'''
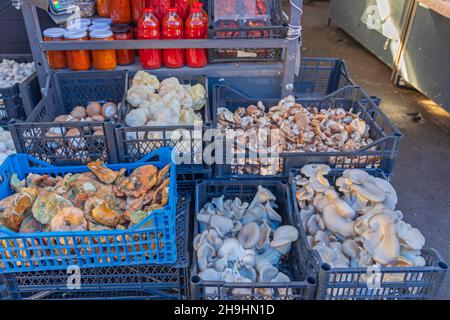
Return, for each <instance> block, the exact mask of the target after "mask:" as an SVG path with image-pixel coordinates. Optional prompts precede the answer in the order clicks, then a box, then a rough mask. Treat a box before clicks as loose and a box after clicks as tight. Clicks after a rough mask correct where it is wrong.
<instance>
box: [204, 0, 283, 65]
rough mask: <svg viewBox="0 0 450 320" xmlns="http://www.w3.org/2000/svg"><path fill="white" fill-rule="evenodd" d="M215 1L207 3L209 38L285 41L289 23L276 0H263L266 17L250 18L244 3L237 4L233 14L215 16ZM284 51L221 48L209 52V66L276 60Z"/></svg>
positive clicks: (212, 38) (261, 15) (271, 49)
mask: <svg viewBox="0 0 450 320" xmlns="http://www.w3.org/2000/svg"><path fill="white" fill-rule="evenodd" d="M215 2H216V1H208V13H209V28H208V29H209V30H208V35H209V38H210V39H258V38H271V39H277V38H284V37H285V36H286V34H287V30H288V24H287V21H286V19H285V18H284V16H283V11H282V8H281V2H280V1H279V0H264V4H265V6H266V8H267V14H265V15H260V16H258V15H256V16H252V17H247V16H245V14H244V13H245V12H246V10H245V9H244V5H243V1H234V3H236V10H235V15H234V16H233V14H231V15H230V16H220V17H216V16H215V6H217V4H216V3H215ZM282 52H283V50H282V49H281V48H248V49H236V48H224V49H209V50H208V56H209V62H210V63H222V62H245V61H279V60H280V59H281V56H282Z"/></svg>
'''
» **Your goal**
Please find every line in the records above that holds the word "instance" and copy it.

» **Problem solution**
Return, for each <instance> block, the exact mask of the target after "mask:" as an SVG path with image-pixel coordinates. Optional prompts precede the answer in the order clicks, then a box, then a rough mask. Treat a box before clicks as loose and a box after clicks as tight. Clicks after a rough mask correct where it is wrong.
<instance>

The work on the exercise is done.